---------- Passage provided
The Murray family in front of the house in 1879.

Jessie: I love all your stories! And I agree with magically inexplicable ideas and writing flow. I always feel so blessed when it happens to me. Some of my most intriguing experiences have been auditory. I have had two times in my life where a voice in my left ear has kept me from real harm in a vehicular accident. I cannot explain it in the least but I believe, in the first case at leasr, that I owe it my life.

Readers, have you ever had an experience you could not explain?

18 Thoughts

  1. First of all, Sherry, you need to write that Cary Grant cozy!

    My own “unexplained” occurrences have involved animals. One time, I looked at my cat but saw the face of my friend’s kitty, Miss Jenna, whom I kitty sat on occasion and who loved me. That cat and mine looked NOTHING alike and I blinked and thought it strange…until a few hours later, that friend called to tell me her cat had crossed the Rainbow Bridge. I asked her when, and she told me the time. Yep. Exactly when I saw her sweet, whiskery face looking at me through my cat. I have no doubt Miss Jenna stopped at my house to say goodbye on her way to the Bridge.

  2. Oooh spooky ooky, i love the stories!! I agree with Annette, Sherry should write the Cary Grant cozy! Barb, I just love that house, the front porch is incredible!
    I’ve had an experience with hearing footsteps going up a wall where there was no staircase (owners had renovated an old house, removed the staircase, but evidently “someone” didn’t realize it). Pretty spooky to me!

  3. Yes, Sherry, definitely write that Cary Grant cozy. I’ve been watching old movies this week – he was so elegant. He’d be the perfect gentleman ghost.

    When I was 9 we lived in a house that had an attic accessed by a hatch in the top of a closet. My mother sent me up there for something. When I got up there, I saw my cat. Mr. Jinx was a white persian, hard to miss. I came out of that attic hatch like a streak of lightening to find my cat, sitting on my bed looking at me. I have no idea why he I saw him up there, my brother thought it might be a ferret. I was certain it was Mr. Jinx.

  4. Put me on the list of people who want Sherry to write the Cary Grant cozy.

    My sophomore year at college, I lived in a building that used to be the friary and one was said to have died in my room (nothing violent, just natural death). There was a cold spot over the closet that nothing would stick to – not even when using duct tape. The phone would ring at odd times and there wouldn’t be anything on the end – no dial tone, buzzing, breathing, nothing. The door would swing open (it was too heavy to be blown open). We took to saying, “George, knock it off” when anything weird happened.

  5. When I was a teenager, long before cell phones or call waiting, I would often call my best friend & get a busy signal – because she was calling me at the same time! I learned to hang up & call back whenever I got a busy signal. A few years later a friend saw “me” on a ski lift in Switzerland, guess I have a doppelganger there!

  6. I was invited to visit and knit with residents of Mary Sibley Hall at Lindenwood U. They told me of music, sightings, and someone (Mary S) breaking a fall on the stairs . . . looking out for her “girls.” I heard nothing while I was there, but we had a good time, and said I was “awesome.”
--------------------
---------- Stored data
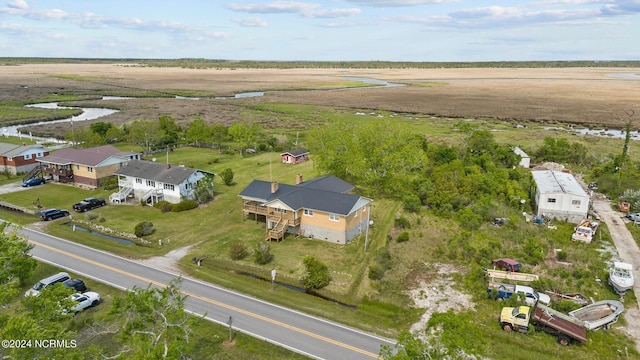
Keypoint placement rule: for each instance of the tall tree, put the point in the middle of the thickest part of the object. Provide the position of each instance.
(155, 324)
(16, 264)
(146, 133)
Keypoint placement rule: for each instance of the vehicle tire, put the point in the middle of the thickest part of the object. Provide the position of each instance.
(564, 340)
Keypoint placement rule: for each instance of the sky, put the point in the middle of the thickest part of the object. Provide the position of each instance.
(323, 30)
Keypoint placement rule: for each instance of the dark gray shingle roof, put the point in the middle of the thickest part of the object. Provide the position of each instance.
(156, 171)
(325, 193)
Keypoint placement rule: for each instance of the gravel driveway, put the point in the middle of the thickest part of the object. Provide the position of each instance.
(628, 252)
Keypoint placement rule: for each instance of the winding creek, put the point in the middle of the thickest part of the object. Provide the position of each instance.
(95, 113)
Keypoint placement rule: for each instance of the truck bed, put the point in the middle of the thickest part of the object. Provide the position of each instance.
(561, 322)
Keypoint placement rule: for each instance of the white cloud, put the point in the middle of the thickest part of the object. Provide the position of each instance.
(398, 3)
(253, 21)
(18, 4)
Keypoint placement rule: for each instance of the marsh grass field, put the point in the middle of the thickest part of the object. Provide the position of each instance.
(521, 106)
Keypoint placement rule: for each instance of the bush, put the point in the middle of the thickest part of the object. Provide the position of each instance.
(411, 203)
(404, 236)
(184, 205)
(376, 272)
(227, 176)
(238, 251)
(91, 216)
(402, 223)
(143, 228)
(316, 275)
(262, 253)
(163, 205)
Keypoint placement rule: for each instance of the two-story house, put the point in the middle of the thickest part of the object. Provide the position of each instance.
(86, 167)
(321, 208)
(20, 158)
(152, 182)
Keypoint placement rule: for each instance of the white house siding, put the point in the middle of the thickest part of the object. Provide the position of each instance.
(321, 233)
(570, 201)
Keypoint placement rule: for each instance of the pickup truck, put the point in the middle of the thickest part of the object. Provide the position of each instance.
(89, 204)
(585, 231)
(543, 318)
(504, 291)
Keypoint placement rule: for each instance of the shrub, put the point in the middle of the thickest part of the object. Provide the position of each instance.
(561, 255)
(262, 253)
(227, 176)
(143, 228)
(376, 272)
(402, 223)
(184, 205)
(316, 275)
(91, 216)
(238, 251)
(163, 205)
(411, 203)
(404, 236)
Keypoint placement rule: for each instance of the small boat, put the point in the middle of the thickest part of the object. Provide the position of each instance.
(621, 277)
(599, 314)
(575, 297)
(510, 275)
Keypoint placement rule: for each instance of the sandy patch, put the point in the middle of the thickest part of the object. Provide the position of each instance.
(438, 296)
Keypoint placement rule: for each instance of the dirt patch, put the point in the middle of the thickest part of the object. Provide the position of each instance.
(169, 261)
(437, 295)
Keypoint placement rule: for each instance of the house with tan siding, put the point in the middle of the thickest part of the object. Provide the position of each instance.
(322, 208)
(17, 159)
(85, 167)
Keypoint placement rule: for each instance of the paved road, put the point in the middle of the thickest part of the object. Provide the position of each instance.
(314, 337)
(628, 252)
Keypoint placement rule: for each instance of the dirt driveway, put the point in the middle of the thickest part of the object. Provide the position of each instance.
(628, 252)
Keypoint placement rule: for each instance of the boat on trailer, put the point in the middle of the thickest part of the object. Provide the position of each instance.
--------------------
---------- Stored data
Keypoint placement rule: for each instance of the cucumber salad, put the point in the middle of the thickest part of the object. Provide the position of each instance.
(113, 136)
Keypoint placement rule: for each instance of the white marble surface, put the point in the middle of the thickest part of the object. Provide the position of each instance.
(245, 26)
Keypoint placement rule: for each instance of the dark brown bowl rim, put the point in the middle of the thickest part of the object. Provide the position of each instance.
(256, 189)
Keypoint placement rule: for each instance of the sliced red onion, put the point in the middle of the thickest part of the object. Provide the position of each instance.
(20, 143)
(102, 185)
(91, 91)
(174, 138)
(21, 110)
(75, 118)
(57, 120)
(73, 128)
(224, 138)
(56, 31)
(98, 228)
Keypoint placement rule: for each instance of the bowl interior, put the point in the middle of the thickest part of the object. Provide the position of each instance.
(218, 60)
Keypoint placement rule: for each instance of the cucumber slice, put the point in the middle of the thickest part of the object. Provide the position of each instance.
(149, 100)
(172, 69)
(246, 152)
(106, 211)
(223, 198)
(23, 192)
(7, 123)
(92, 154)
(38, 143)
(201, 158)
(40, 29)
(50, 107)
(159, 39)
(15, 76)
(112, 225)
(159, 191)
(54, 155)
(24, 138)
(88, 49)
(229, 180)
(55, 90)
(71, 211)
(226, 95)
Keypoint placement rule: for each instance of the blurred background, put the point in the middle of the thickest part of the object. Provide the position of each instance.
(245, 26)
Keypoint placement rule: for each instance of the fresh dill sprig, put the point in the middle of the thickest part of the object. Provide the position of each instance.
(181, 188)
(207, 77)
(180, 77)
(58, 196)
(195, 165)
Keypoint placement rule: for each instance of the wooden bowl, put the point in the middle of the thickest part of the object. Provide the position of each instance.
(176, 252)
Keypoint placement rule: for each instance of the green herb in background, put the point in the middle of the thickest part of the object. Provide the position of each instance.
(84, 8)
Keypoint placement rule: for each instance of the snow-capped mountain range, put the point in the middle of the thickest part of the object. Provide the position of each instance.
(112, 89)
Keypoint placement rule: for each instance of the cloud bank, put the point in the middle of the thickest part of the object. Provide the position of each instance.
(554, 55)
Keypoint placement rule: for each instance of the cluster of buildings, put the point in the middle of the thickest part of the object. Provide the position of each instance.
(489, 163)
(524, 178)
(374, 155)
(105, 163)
--------------------
== Prompt 1 ==
In the passage on unexplained experiences, why did the writer of the fifth comment learn to hang up and call back on hearing a busy signal?
== Prompt 2 ==
Copy out everything in the passage on unexplained experiences from "Jessie: I love" down to "it my life.", swapping "vehicular accident" for "car crash".

== Right answer 1 ==
The busy signal often came because the writer's best friend was calling at that same moment.

== Right answer 2 ==
Jessie: I love all your stories! And I agree with magically inexplicable ideas and writing flow. I always feel so blessed when it happens to me. Some of my most intriguing experiences have been auditory. I have had two times in my life where a voice in my left ear has kept me from real harm in a car crash. I cannot explain it in the least but I believe, in the first case at leasr, that I owe it my life.